[start GIVEN TEXT]

About
A Time Between Ashes and Roses
How can withered trees blossom?
A time between ashes and roses is coming
When everything shall be extinguished
When everything shall begin again*
After the Six Day War of 1967, the modernist poet Adonis lamented the environmental destruction of his surroundings, questioning the overwhelming presence of ashes in the Arab World. Ash, in Adonis’s poem, is not generated through general decomposition but as a result of human activity, in this case through senseless acts of violence, war and carnage. Visualising the War through its imprints in the environment, he signifies its legacy through a geologic and everlasting time view rather than immediate causes-and-effects or a present-day understanding of territoriality. In this way, it is not all gloom for Adonis, as after extinction comes blossoming.
This sentiment illustrates a common psychological concept: for renewal and rebirth, destruction and doom must precede it; for humanity to prevail, horror must be endured and take its course. Adonis grapples with feelings of hope and despair to envision a new future, a future freed from horrors tied to the present and the past. In his extrapolation of war from the national, ethnic, tribal, and the human-centred towards a collective environment, he foregrounds the multiplicitous expressions of war: the human-made war, the war on the planet, the war within ourselves, the war with others as well as the symbolism of the war on hierarchy, subjugation, oppression, famine, hunger, exploitation; the war on resources and energy; the war of possession and authorship; the war for hope, dreams and imagination.

[end GIVEN TEXT]
[start INFORMATION GIVEN]

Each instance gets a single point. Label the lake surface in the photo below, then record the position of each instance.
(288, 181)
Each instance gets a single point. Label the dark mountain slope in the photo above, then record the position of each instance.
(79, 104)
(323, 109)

[end INFORMATION GIVEN]

▶ **WHAT IS ASKED**
[1] In the text about Adonis's poem, which starting points does Adonis extrapolate war from before moving it toward a collective environment? List each one.
[2] From the text about Adonis's poem, extract the passage that starts with the words "A time between ashes and roses is" and ends after the words "extinction comes blossoming.".

▶ **RESULTS FOR EACH TASK**
[1]
- National
- Ethnic
- Tribal
- Human-centred

[2]
A time between ashes and roses is coming
When everything shall be extinguished
When everything shall begin again*
After the Six Day War of 1967, the modernist poet Adonis lamented the environmental destruction of his surroundings, questioning the overwhelming presence of ashes in the Arab World. Ash, in Adonis’s poem, is not generated through general decomposition but as a result of human activity, in this case through senseless acts of violence, war and carnage. Visualising the War through its imprints in the environment, he signifies its legacy through a geologic and everlasting time view rather than immediate causes-and-effects or a present-day understanding of territoriality. In this way, it is not all gloom for Adonis, as after extinction comes blossoming.